Stored data:
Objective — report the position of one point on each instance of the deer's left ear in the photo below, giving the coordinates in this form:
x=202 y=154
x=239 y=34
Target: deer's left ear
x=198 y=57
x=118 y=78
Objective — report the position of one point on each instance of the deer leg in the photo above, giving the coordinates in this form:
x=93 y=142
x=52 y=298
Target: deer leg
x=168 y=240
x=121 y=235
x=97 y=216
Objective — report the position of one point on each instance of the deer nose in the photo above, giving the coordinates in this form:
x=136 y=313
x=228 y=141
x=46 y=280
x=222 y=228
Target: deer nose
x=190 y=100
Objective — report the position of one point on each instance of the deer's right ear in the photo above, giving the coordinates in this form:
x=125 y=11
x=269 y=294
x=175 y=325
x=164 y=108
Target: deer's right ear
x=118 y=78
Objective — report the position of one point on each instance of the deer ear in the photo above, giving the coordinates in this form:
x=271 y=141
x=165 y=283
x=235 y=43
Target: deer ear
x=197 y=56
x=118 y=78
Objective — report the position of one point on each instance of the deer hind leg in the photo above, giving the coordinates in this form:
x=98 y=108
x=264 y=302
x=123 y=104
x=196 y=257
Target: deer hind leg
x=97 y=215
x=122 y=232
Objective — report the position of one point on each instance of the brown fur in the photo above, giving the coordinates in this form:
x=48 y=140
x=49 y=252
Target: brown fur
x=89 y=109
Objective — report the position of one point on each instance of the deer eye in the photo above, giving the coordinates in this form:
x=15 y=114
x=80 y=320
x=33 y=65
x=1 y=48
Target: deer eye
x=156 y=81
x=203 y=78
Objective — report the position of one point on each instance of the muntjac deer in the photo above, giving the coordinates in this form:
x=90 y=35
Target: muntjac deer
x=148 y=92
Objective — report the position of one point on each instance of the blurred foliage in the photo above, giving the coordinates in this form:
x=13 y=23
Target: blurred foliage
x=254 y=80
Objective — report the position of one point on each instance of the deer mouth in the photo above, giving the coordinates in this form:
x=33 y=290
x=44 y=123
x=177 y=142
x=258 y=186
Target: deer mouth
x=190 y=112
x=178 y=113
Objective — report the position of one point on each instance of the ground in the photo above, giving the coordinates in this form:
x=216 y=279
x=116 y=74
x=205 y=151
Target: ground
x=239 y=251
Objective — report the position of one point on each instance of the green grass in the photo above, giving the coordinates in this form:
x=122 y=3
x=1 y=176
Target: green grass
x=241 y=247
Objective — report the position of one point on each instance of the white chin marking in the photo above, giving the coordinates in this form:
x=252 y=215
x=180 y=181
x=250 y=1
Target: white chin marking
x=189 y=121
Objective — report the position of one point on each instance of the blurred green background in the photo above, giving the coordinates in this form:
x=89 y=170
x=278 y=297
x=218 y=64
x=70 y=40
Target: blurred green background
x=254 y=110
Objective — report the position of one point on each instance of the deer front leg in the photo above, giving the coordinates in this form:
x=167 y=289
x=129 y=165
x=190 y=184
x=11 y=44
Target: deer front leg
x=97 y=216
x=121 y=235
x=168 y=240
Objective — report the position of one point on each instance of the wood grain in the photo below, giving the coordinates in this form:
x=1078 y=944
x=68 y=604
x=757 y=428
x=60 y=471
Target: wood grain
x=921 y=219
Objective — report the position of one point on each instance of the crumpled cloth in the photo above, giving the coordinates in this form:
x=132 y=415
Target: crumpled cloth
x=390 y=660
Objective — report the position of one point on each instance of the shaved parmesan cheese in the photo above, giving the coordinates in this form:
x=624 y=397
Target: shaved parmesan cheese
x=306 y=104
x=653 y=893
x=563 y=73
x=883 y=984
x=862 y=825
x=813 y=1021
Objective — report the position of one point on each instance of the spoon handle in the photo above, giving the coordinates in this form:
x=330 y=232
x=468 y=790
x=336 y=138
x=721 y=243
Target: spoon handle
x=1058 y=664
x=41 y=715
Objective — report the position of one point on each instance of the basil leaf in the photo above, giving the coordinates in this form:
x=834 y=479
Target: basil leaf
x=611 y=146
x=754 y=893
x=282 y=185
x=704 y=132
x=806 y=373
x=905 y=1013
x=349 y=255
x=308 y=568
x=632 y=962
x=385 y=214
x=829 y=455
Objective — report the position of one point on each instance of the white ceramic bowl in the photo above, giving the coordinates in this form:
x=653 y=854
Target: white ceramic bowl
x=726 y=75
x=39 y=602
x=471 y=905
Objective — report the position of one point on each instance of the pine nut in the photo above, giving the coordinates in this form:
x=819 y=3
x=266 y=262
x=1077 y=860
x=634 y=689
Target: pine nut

■ Task objective: Each line of the data above needs to be returned exactly.

■ Answer to the problem:
Objective — report the position of one point on each instance of the deer's left ear in the photo below, giving the coordinates in this form:
x=202 y=154
x=239 y=34
Target: deer's left ear
x=198 y=57
x=118 y=78
Objective — report the position of one point on each instance of the deer leg in the photo above, giving the coordinates in this form:
x=93 y=142
x=52 y=298
Target: deer leg
x=168 y=240
x=121 y=235
x=97 y=216
Objective — report the position of one point on each instance of the deer nose in the photo above, giving the coordinates in this form:
x=136 y=313
x=228 y=141
x=46 y=280
x=222 y=228
Target: deer nose
x=190 y=100
Objective — report the position of one point on each instance of the deer's right ear in the photo above, giving the coordinates in this form:
x=125 y=11
x=269 y=294
x=175 y=325
x=164 y=108
Target: deer's right ear
x=118 y=78
Objective — report the position of one point on each instance of the deer ear in the photo above, giving the coordinates in this form:
x=271 y=141
x=165 y=283
x=235 y=43
Target: deer ear
x=197 y=56
x=118 y=78
Objective — report the position of one point on each instance of the deer hind leg in the photo above, giving the coordinates in this form:
x=98 y=108
x=264 y=302
x=123 y=104
x=196 y=257
Target: deer hind leg
x=97 y=215
x=122 y=232
Objective — report the position of one point on each instance of the brown fur in the photo above, giving the coordinates in this form:
x=48 y=140
x=49 y=252
Target: brown fur
x=89 y=109
Objective — report the position of one point on each instance of the deer eye in the photo above, giving the coordinates in this form:
x=15 y=114
x=80 y=320
x=33 y=65
x=1 y=48
Target: deer eye
x=156 y=81
x=203 y=78
Objective — report the position of one point on each instance of the muntjac deer in the photo above, giving the coordinates in this form:
x=90 y=35
Target: muntjac deer
x=148 y=92
Objective — report the position of one point on each instance of the blurred foliage in the photo above, giving the coordinates in this form:
x=13 y=23
Target: blurred foliage
x=254 y=80
Objective — report the position of one point on each instance of the deer mouth in the photo above, giving the coordinates in this form:
x=33 y=290
x=44 y=123
x=177 y=142
x=258 y=186
Target: deer mouth
x=190 y=112
x=178 y=113
Objective — report the position of one point on each instance of the ground in the photo above, giving the coordinates in this form:
x=216 y=279
x=116 y=74
x=205 y=151
Target: ground
x=239 y=251
Objective — report the position of one point on each instance of the green grass in the photo above, giving the coordinates in this form:
x=122 y=3
x=1 y=176
Target: green grass
x=241 y=247
Objective — report the position of one point on each instance of the white chin marking in the photo above, giving the coordinates in this form:
x=252 y=215
x=180 y=181
x=250 y=1
Target: white chin marking
x=189 y=121
Objective — report the position of one point on each instance of the blurred green background in the photo above, giving the coordinates in this form:
x=89 y=170
x=278 y=297
x=218 y=64
x=70 y=40
Target: blurred green background
x=254 y=110
Objective — report the position of one point on each instance of the deer front leg in the photo above, giving the coordinates in this form:
x=167 y=289
x=129 y=165
x=190 y=184
x=11 y=44
Target: deer front leg
x=97 y=216
x=121 y=235
x=168 y=240
Objective — report the position of one point on each instance of the wood grain in the photo below, giving the coordinates in this form:
x=1078 y=944
x=68 y=604
x=757 y=428
x=60 y=471
Target: wood grain
x=921 y=219
Objective — report the position of one point on each instance of the crumpled cloth in the photo above, giving the coordinates in this form:
x=132 y=415
Target: crumpled cloth
x=390 y=660
Objective — report the position of one point on each instance of the shaved parmesan cheese in the photo above, giving the coordinates in this form:
x=624 y=397
Target: shaved parmesan cheese
x=306 y=104
x=653 y=893
x=563 y=73
x=883 y=984
x=862 y=825
x=813 y=1021
Objective — report the position of one point on each instance of the spoon handle in the photo above, giving the coordinates in this form:
x=330 y=232
x=468 y=790
x=336 y=138
x=721 y=243
Target: spoon handle
x=1058 y=664
x=41 y=715
Objective — report the position of one point on each instance of the basil leaf in the photo above, giving the coordinates in this form:
x=834 y=479
Target: basil leaf
x=611 y=146
x=754 y=893
x=282 y=185
x=704 y=132
x=806 y=373
x=905 y=1013
x=349 y=255
x=308 y=568
x=632 y=962
x=385 y=214
x=829 y=455
Objective — report the position of one point on each instance of the white ceramic bowl in the photo above, giving the coordinates in this form:
x=653 y=854
Target: white ceramic bowl
x=726 y=75
x=39 y=602
x=471 y=905
Objective — report the position of one point on each instance of the pine nut in the photo above, giving the coordinates in this form:
x=819 y=3
x=266 y=262
x=1077 y=860
x=634 y=689
Target: pine nut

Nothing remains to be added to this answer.